→ SOURCE EXCERPT:
++++++++++++++++++++

From: Del Cecchi on
Nick Maclaren wrote:
> In article <taudnWiDALAjfKHYnZ2dnUVZ_vednZ2d(a)comcast.com>,
> "Chris Thomasson" <cristom(a)comcast.net> writes:
> |>
> |> Well, at least I think I got a direct answer from a Sun Architect about the
> |> implied barriers wrt lock-free reader patterns on the UltraSPARC T1; I made
> |> sure to explicitly state #LoadLoad and/or Data-Dependency Hints in my
> |> post...
>
> I suspect that the question you asked and the one he answered were not
> quite the same ....
>
> But I can easily believe that there is such a barrier at the hardware
> level for that CPU. Let's assume that, until and unless we see evidence
> to the contrary.
>
> |> Humm... Okay... Let's say the language is strictly Assembly, and were
> |> working with something that provides atomic stores/loads to/from properly
> |> aligned pointer sized variables... How many current/well-known architectures
> |> do you think may be lacking an implied data-dependant load barrier for
> |> atomic loads?
> |>
> |> http://groups.google.com/group/comp.programming.threads/msg/8a55976d126906a8
>
> Define 'properly' - which comes back to the language question. In the
> sense that you and Joe Seigh mean it, and at the STRICT hardware level,
> quite possibly none.

++++++++++++++++++++

→ REQUESTS:
**1)** In the memory-barrier thread, which processor was the Sun Architect's answer about?
**2)** From the memory-barrier thread, extract the passage starting at "From: Del Cecchi" and ending at "the same ....".
**3)** Write the next part of the memory-barrier thread, picking up after its last sentence.
The material after this point comes from a separate source.

→ DATA EXCERPT:
++++++++++++++++++++

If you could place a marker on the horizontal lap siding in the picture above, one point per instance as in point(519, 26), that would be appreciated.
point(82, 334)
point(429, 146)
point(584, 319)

++++++++++++++++++++

→ RESPONSES:
**1)** The UltraSPARC T1.

**2)**
From: Del Cecchi on
Nick Maclaren wrote:
> In article <taudnWiDALAjfKHYnZ2dnUVZ_vednZ2d(a)comcast.com>,
> "Chris Thomasson" <cristom(a)comcast.net> writes:
> |>
> |> Well, at least I think I got a direct answer from a Sun Architect about the
> |> implied barriers wrt lock-free reader patterns on the UltraSPARC T1; I made
> |> sure to explicitly state #LoadLoad and/or Data-Dependency Hints in my
> |> post...
>
> I suspect that the question you asked and the one he answered were not
> quite the same ....

**3)**
>
> But I have seen two stores by CPU A 'reverse' as seen by CPU B on many
> architectures, including when I don't think that it was allowed. What
> I suspect is that most CPU/boards have some CPU configuration state to
> allow or block store/load reordering, and not all systems were setting
> that correctly. But it could also have been associated with interrupt
> handling (including TLB miss, ECC and other), and I am only 99% sure
> that it was a genuine memory reversal, anyway.
>
> Unfortunately, for obvious reasons, it is the worst sort of problem
> imaginable to tie down precisely :-(
>
> |> If a particular architecture does not have the correct barrier for this kind
> |> of stuff... Well, I bet the Linux Kernel developers would not enjoy working
> |> that architecture very much at all; RCU performance would tank with explicit
> |> #LoadLoad barriers...! :O
>
> Quite. But, if the cost of not doing that were one non-repeatable
> failure every few months, who is going to notice? I was playing with
> SMP applications code, and so was hammering this aspect, but even then
> I rarely saw an anomaly that could plausibly be assigned to such a
> cause.
>
> |> However, I believe that there is a possible solution which involves
> |> amortizing the cost of the explicit #LoadLoad:
> |>
> |> Any thoughts on this?
>
> SOP for more decades than I care to recall.
>
> |> Well, I try to stick to the following logic for C/Assembly Language:
>
> Grin :-)
>
> Yes, I agree. My position is that I usually write portable code (over
> time AND space) and so can rely on only high-level guarantees - which,
> in my case, I have not got[*].
>
> [*] With apologies to Henry Reed ("The Naming of Parts").
>
>
> Regards,
> Nick Maclaren.

If I interpret this article http://www.linuxjournal.com/article/8211
correctly, expecting those stores to not be reordered as seen from
another cpu is unrealistic unless steps are taken in the software to
make it so. It is realistic to expect them to occur in order as seen
from the cpu where they originate.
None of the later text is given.